**Position annotation records**
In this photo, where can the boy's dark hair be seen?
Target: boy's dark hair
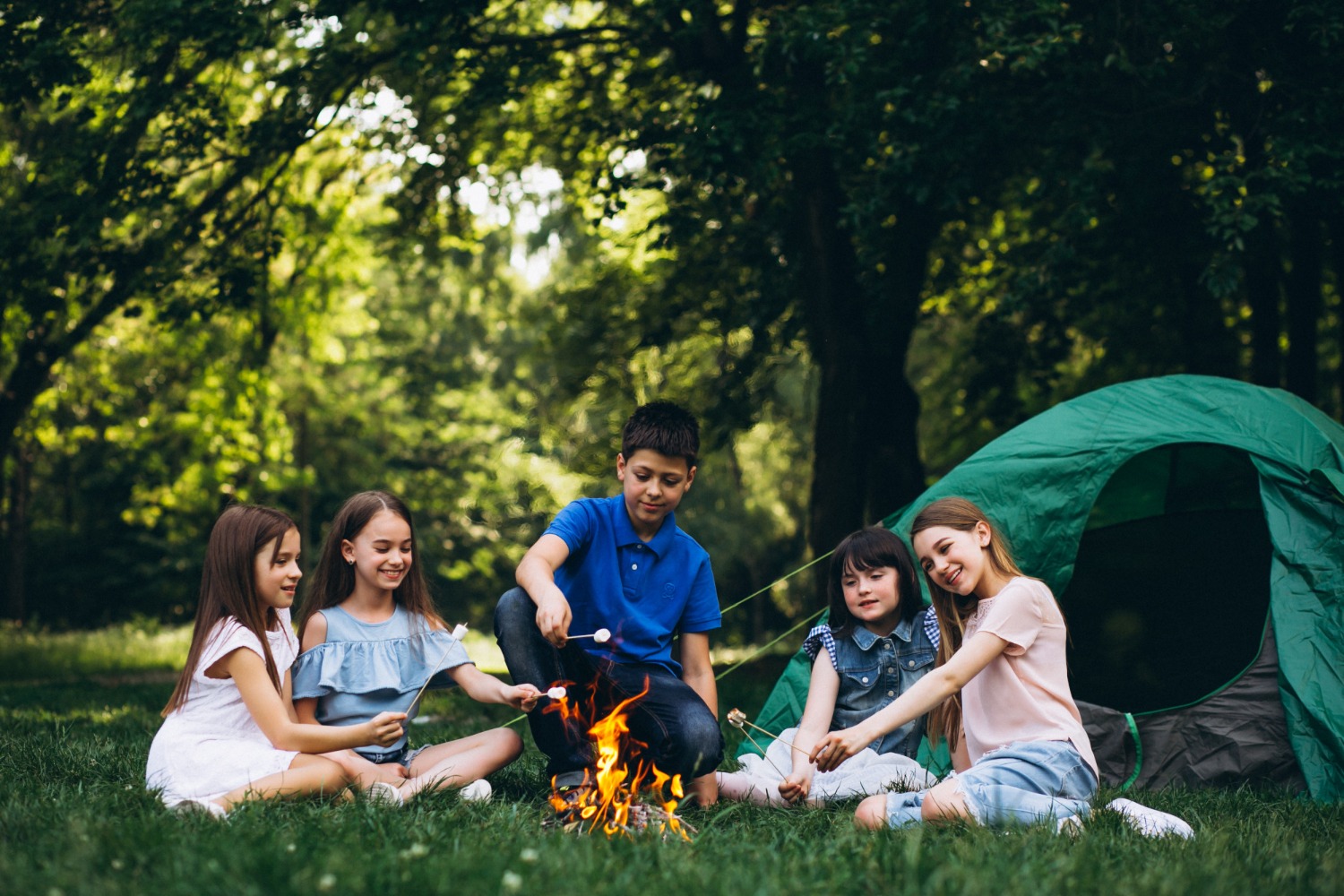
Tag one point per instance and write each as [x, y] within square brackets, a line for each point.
[865, 549]
[664, 427]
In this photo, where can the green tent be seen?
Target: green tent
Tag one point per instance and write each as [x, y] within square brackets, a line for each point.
[1191, 528]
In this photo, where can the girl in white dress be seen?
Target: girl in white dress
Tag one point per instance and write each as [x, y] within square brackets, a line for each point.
[230, 732]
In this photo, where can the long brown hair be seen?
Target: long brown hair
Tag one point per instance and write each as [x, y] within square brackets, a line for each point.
[952, 608]
[333, 581]
[228, 586]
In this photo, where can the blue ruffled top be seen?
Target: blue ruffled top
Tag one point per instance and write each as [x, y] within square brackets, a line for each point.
[366, 668]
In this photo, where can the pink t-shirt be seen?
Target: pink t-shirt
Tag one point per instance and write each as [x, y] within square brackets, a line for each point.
[1023, 694]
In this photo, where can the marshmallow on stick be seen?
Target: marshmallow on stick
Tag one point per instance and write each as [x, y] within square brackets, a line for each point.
[459, 633]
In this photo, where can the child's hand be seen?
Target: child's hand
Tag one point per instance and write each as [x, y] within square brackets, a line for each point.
[386, 728]
[838, 745]
[796, 786]
[554, 616]
[521, 697]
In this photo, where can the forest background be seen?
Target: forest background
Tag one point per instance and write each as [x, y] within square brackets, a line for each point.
[281, 252]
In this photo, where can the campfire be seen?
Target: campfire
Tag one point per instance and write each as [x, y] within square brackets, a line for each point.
[626, 794]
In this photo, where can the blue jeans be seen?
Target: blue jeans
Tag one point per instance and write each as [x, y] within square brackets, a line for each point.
[682, 735]
[1015, 785]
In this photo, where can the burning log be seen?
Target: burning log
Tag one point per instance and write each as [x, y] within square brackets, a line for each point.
[609, 799]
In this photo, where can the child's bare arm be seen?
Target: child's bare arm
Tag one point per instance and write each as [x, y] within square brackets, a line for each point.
[314, 634]
[487, 688]
[698, 670]
[537, 575]
[268, 710]
[922, 696]
[816, 720]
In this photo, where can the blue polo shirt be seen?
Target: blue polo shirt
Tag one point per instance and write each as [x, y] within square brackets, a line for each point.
[642, 591]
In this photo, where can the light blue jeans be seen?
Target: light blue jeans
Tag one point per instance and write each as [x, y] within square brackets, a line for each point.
[1016, 785]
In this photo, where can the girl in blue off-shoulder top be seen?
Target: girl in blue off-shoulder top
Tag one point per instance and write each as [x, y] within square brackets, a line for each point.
[370, 638]
[879, 640]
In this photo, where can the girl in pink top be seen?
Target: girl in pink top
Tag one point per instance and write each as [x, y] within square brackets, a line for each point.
[999, 694]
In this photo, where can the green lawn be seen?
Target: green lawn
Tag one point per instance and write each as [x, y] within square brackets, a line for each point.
[75, 818]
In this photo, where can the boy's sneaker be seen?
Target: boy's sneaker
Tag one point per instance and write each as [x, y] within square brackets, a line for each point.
[478, 790]
[384, 794]
[1150, 823]
[193, 806]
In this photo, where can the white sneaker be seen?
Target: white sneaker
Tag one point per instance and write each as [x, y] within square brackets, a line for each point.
[193, 806]
[478, 790]
[1150, 823]
[384, 794]
[1070, 826]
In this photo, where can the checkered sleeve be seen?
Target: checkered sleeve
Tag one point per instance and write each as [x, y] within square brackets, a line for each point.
[819, 637]
[932, 627]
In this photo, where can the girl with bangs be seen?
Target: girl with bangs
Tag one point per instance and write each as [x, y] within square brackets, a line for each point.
[999, 694]
[878, 642]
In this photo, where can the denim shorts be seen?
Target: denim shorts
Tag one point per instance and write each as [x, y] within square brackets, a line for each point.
[1016, 785]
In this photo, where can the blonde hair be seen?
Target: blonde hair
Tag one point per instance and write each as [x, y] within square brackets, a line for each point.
[953, 608]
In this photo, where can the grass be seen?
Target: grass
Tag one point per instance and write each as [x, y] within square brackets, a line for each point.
[75, 818]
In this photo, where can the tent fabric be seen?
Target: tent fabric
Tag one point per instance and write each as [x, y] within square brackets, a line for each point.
[1231, 737]
[1040, 481]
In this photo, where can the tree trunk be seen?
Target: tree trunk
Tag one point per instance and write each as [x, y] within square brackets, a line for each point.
[1304, 304]
[866, 461]
[1262, 289]
[16, 535]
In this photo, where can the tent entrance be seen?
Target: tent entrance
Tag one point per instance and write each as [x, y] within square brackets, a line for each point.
[1169, 592]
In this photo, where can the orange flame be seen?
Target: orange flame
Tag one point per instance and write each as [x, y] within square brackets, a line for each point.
[609, 801]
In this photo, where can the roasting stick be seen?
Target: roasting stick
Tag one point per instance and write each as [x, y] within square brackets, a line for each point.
[601, 635]
[738, 719]
[459, 633]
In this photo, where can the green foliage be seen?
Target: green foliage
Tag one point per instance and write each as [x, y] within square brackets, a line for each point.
[276, 253]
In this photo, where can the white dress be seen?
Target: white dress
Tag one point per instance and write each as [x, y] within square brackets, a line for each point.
[863, 774]
[211, 745]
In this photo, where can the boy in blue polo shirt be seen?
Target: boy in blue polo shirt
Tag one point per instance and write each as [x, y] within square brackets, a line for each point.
[623, 564]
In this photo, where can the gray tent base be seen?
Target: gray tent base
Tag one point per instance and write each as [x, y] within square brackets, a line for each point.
[1231, 737]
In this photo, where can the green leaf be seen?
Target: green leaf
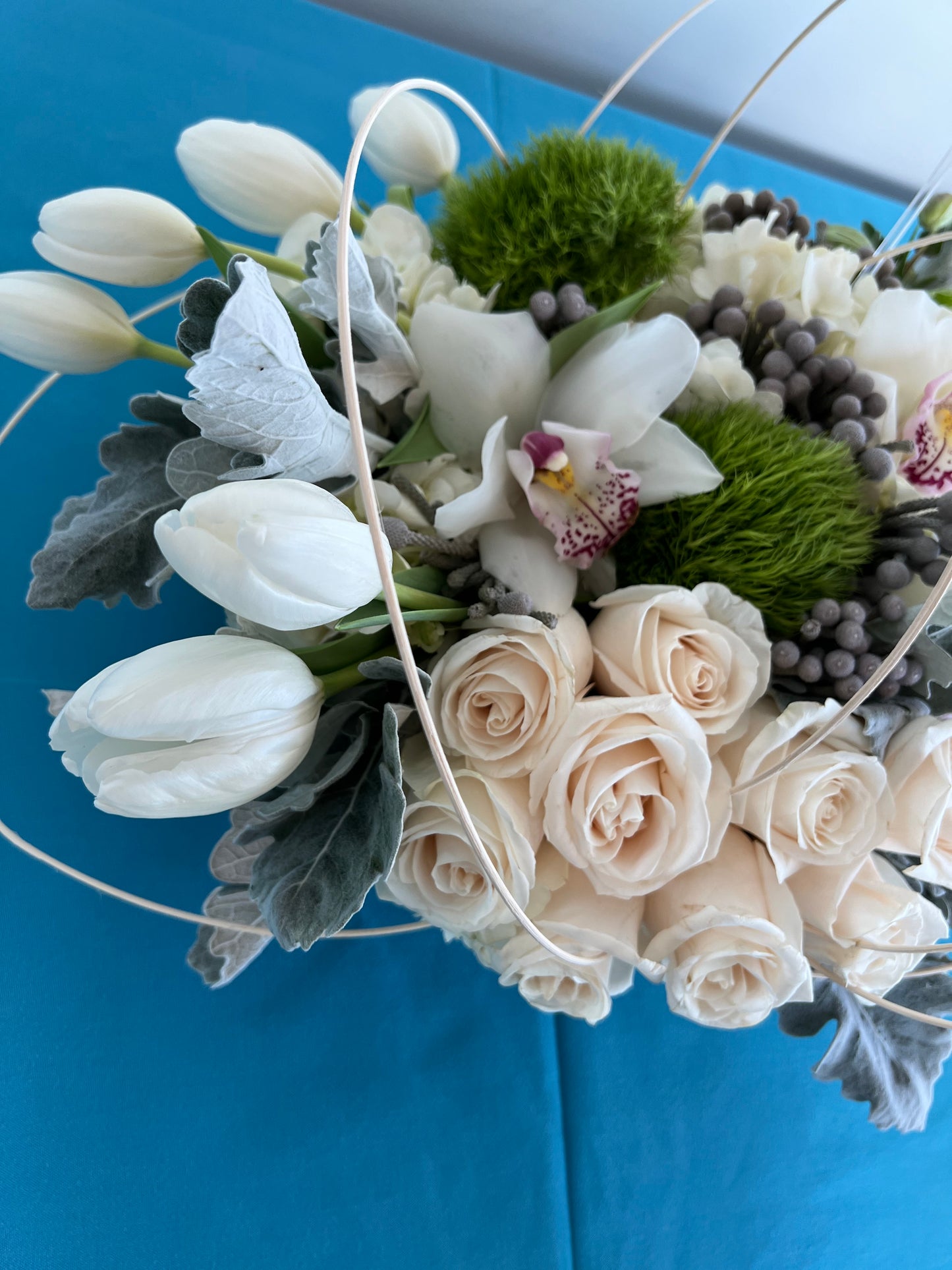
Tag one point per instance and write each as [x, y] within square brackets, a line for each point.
[342, 650]
[423, 577]
[315, 875]
[376, 612]
[419, 444]
[568, 342]
[845, 235]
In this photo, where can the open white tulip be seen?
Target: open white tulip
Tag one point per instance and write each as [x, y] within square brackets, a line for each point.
[63, 324]
[260, 178]
[478, 367]
[122, 237]
[190, 728]
[412, 142]
[281, 553]
[621, 382]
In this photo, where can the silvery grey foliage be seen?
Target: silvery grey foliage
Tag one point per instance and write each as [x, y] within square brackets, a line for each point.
[880, 1057]
[201, 308]
[315, 875]
[372, 312]
[197, 465]
[220, 956]
[102, 544]
[254, 393]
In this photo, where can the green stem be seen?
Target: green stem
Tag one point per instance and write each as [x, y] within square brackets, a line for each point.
[276, 263]
[161, 352]
[349, 676]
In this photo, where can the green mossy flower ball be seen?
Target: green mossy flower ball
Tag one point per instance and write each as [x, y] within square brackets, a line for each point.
[786, 527]
[568, 208]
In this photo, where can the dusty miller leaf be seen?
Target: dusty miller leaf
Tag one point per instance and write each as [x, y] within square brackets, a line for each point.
[254, 393]
[372, 313]
[197, 465]
[880, 1057]
[102, 545]
[315, 875]
[220, 956]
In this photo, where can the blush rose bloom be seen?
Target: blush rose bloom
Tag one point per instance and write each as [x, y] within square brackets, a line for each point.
[919, 766]
[705, 647]
[435, 871]
[579, 921]
[871, 904]
[630, 794]
[831, 807]
[501, 694]
[727, 939]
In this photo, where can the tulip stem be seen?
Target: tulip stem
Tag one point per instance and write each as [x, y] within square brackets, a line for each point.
[275, 263]
[157, 352]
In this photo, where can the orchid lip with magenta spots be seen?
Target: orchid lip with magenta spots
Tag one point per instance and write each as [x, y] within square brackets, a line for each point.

**WRITTEN PROBLEM**
Could you copy all of the records above word for word, with the pictures left out?

**ANSWER FOR THIS EXERCISE**
In this photo, where can the boy's dark hair be seen?
Target: boy's dark hair
Tag one point per instance and write each as [x, y] within square brackets, a line for each point.
[865, 549]
[664, 427]
In this photo, where can the green tent be seen?
Target: green tent
Tag one point per instance and write each as [x, y] within square brackets, a line for each point.
[1191, 528]
In this photo, where can the girl in white dress be seen?
Target: girl in white dress
Tag one point per instance and write each as [x, y] within square brackets, a line for each point.
[230, 732]
In this photo, where can the long brown hair be seen?
Target: long brown hair
Tag one point per instance and write each as [x, y] within square brackets, a line for each point.
[952, 608]
[333, 581]
[228, 586]
In this photo, where can the blue ruffled top be seen?
Target: blue ruffled top
Tag one point per instance and write each as [x, y] within square brackets, a line for each point.
[366, 668]
In this photo, where can the pink t-shirt be seen?
Target: pink t-shirt
Tag one point per instance and write each as [x, y] within square brackets, a line for each point.
[1023, 694]
In this photo, where can the marshmallow on stick be seen?
Target: marshmallow on stick
Tag one point per instance and write each as [x, y] within square brackets, a line for each point.
[459, 633]
In this photo, where can the child's hand be seen?
Target: child's hand
Tag one point per instance and write each as [x, y] within square brackets, a line for each point.
[386, 728]
[838, 745]
[796, 786]
[554, 616]
[521, 697]
In this photo, where can the forest background be seen?
Target: forest background
Tag one point per instance and write each as [x, y] within square brackets, a line for each point.
[281, 252]
In this photo, where can the campfire be seen?
Target: campfire
Tag one point per instance and write each as [x, y] within square brackets, a line for each point.
[626, 794]
In this photo, where can the blue jeans be seen?
Target: blue jeans
Tag one point per instance and write each as [x, y] within square brackets, a line for each point.
[682, 735]
[1015, 785]
In this photo, where can the burning log be seen?
Target: burning log
Tag one point per instance and write each as [x, y] within square brackets, a line for each point.
[609, 799]
In this photo, where can the child's bare arm be seen?
Target: child's bare arm
Tag one point per instance and write each as [x, y] within square brackets, a line for each point.
[314, 634]
[487, 688]
[698, 670]
[537, 575]
[268, 710]
[922, 696]
[816, 720]
In this photo, where can the blue polo shirt be seen?
Target: blue polo shirt
Tag one point per instance and write each as [x, y] within square brackets, a line for each point.
[642, 591]
In this photo, where can the light blue jeans be seen?
Target: light blue jeans
Tag one point per instance and write each as [x, y] within square brackets, a line for each point.
[1016, 785]
In this photo, where can the girl in blue off-shoulder top be seen?
Target: girl in blue off-shoulder top
Tag one point per instance and write each as [x, y] within square brackets, a line for each point.
[370, 638]
[879, 640]
In this photo, where can the girl in pink top be seen?
Target: girl in pink top
Tag one point per instance and write each as [x, y] within square brackets, a line for each point.
[999, 694]
In this photo, where can the green lawn be seen?
Target: green lawn
Tag one point per instance and write each as [x, y] within square brackets, a line for each point.
[75, 818]
In this photo, where can the boy's sneaker be seen?
Target: boy's sneaker
Tag one point per instance and write each as [x, y] within square brackets, a line for each point.
[478, 790]
[384, 794]
[1150, 823]
[193, 806]
In this photo, where can the white sneaker be seen?
Target: white sneaker
Tag one point per instance and write each as [x, y] within square brackets, a line for each point.
[193, 806]
[478, 790]
[1150, 823]
[384, 794]
[1070, 826]
In this photo, where can the checkered sleeve be seen?
Target: checkered sleeve
Tag one point per instance and write each as [x, y] within square brackets, a line for each point.
[819, 637]
[932, 627]
In this photo, where can the girl with bangs be seen?
Target: girl with bangs
Tag one point per instance and write each as [x, y] within square brackets, a line for each point.
[999, 694]
[878, 642]
In this photo, where can the denim shorts be seen?
Target: denim shorts
Tag one point per instance and write each as [x, y] within square brackets, a line for each point.
[1016, 785]
In this photo, where can the blonde hair be seen?
Target: blonde hair
Tag one point per instance and write each as [x, y] within square brackets, a line for each point.
[953, 608]
In this photo, where can the grass be seen?
Target: grass
Tag one point per instance and write each as [x, y] within square brackets, a line for each point.
[75, 818]
In this photo, where can the tent fabric be seen?
Target: tent fabric
Tag one point per instance and write each as [x, y] within square brackets, a line for each point.
[1231, 737]
[1040, 481]
In this photo, where can the tree trunk be seen?
Target: tree trunk
Tag one point per instance and write each as [x, y] within square brackets, a line for each point.
[1304, 304]
[866, 461]
[1262, 289]
[16, 535]
In this photo, where can the tent entrance be seen?
Target: tent entrance
Tag one point per instance and write each as [x, y] within square brackets, a line for each point.
[1169, 592]
In this photo, where can the orange flame be seen?
Target: orange flame
Tag one point per instance and write each as [x, y] within square brackets, a line for each point.
[609, 801]
In this photo, where can the roasting stick be seen?
Target: roasting stick
Tag one point per instance and write each as [x, y] within square brackets, a line for each point.
[601, 635]
[738, 719]
[459, 633]
In this photo, where can the green foliage be seen?
Target: green foliage
Tag one point per instance and write each as [x, y] within square brackets, a line for each point.
[276, 253]
In this photo, where can the white dress be seen?
Target: white dress
Tag one point per instance and write each as [x, y] within square brackets, a line for each point.
[863, 774]
[211, 745]
In this photo, where can the boy in blue polo shirt be seen?
Target: boy in blue polo shirt
Tag one point per instance and write each as [x, y] within square brackets, a line for each point.
[623, 564]
In this photo, where can the gray tent base be seen?
Target: gray tent base
Tag one point per instance and write each as [x, y] within square brackets, a line for each point.
[1231, 737]
In this photo, where can the green leaf be seen?
Target: green leaf
Tag one point per instance and write each as [x, y] within square brackets, a line for each point.
[342, 650]
[423, 577]
[315, 875]
[376, 612]
[419, 444]
[568, 342]
[845, 235]
In this photo, where can the open white tulip be seen?
Target: open white tulip
Tag one point per instance and write each as [x, y] within square brackets, a line for each point.
[63, 324]
[260, 178]
[478, 367]
[122, 237]
[190, 728]
[412, 142]
[281, 553]
[621, 382]
In this photo, where can the silvery grey foliage be seen?
Target: silvery grey foliage
Tag one point per instance and write each as [x, y] within square brackets, a line for each point.
[880, 1057]
[201, 308]
[315, 875]
[372, 312]
[197, 465]
[220, 956]
[102, 544]
[254, 393]
In this photo, where can the green stem be seen?
Target: green stem
Tag one point per instance and write each as [x, y] within square brackets, a line for each point.
[276, 263]
[161, 352]
[349, 676]
In this photo, where can the green mossy flower ball be seen?
Target: green mossy flower ball
Tag one point per instance and write each as [x, y] within square brackets, a line for each point.
[786, 527]
[568, 208]
In this photo, where can the dusty miller leaf be seen?
Target: dusty miller leaf
Tag one point per instance and write each as [x, y] within square brackets, a line for each point.
[254, 393]
[372, 313]
[197, 465]
[880, 1057]
[102, 545]
[315, 875]
[220, 956]
In this photo, where can the blush rose bloom be seen?
Target: blush rose bloom
Tag one point per instance and write each as [x, y] within square brackets, a line for each point.
[919, 766]
[705, 647]
[435, 871]
[579, 921]
[871, 904]
[630, 794]
[831, 807]
[501, 694]
[727, 939]
In this photo, where can the tulip stem be seen?
Target: tulip stem
Tag one point per instance and write each as [x, y] within square brackets, a line for each point.
[275, 263]
[157, 352]
In this photo, where can the orchid lip with magenta spots be seen?
Target: orchid lip with magenta spots
Tag one point per instance and write each as [x, y] within square brackets, a line for each point.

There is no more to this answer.